> **WHAT YOU NEED TO DO**
Please reproduce the data exactly, excluding any pictures it contains.

> **STUDY MATERIAL**
[Start of Attachment]
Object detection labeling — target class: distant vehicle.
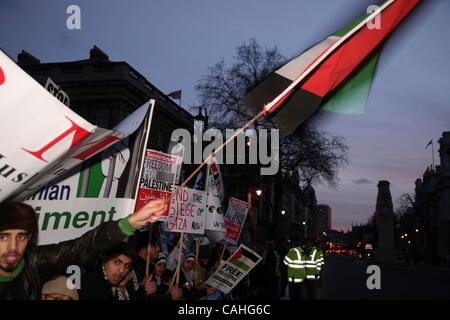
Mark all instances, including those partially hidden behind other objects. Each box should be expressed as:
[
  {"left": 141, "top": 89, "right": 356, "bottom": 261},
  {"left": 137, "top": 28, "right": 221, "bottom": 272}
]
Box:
[
  {"left": 358, "top": 243, "right": 374, "bottom": 259},
  {"left": 364, "top": 244, "right": 374, "bottom": 259}
]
[End of Attachment]
> **RESULT FOR THIS TASK**
Object detection labeling — target class: distant vehicle.
Mark all instances, including those partially hidden behind other objects. Each box should be expressed as:
[
  {"left": 141, "top": 89, "right": 356, "bottom": 261},
  {"left": 137, "top": 28, "right": 221, "bottom": 272}
]
Box:
[
  {"left": 358, "top": 243, "right": 374, "bottom": 259},
  {"left": 364, "top": 244, "right": 374, "bottom": 259}
]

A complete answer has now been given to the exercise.